• [THE TASK] When you reach the entries below, transcribe each line word for word.
===== RECORDS TO USE
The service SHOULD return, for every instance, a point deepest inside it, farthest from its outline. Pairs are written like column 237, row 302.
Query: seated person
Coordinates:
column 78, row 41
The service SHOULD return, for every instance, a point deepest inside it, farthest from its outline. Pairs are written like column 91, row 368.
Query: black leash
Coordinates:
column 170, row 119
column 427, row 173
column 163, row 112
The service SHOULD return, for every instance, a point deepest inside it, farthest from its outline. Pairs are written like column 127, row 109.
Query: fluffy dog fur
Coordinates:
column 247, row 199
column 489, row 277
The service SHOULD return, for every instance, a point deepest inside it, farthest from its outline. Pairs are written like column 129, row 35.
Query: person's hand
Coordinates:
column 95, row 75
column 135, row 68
==========
• [SOLUTION BELOW]
The service SHOULD return, for every instance, a point deepest inside it, farthest from its outline. Pairs are written like column 237, row 302.
Query: seated person
Coordinates:
column 78, row 41
The service SHOULD return, for every instance, a point deepest inside it, farthest from its outline. Pairs are written like column 91, row 368.
Query: black leash
Coordinates:
column 170, row 119
column 427, row 173
column 163, row 112
The service SHOULD return, for every instance, a point deepest inside it, farthest from its outline. Pairs are written like column 127, row 109.
Query: fluffy dog fur
Coordinates:
column 247, row 199
column 489, row 277
The service SHOULD return, for every instance, a point deepest inside it, farthest from its outline. Pairs are written like column 129, row 35.
Query: person's hand
Coordinates:
column 95, row 75
column 135, row 68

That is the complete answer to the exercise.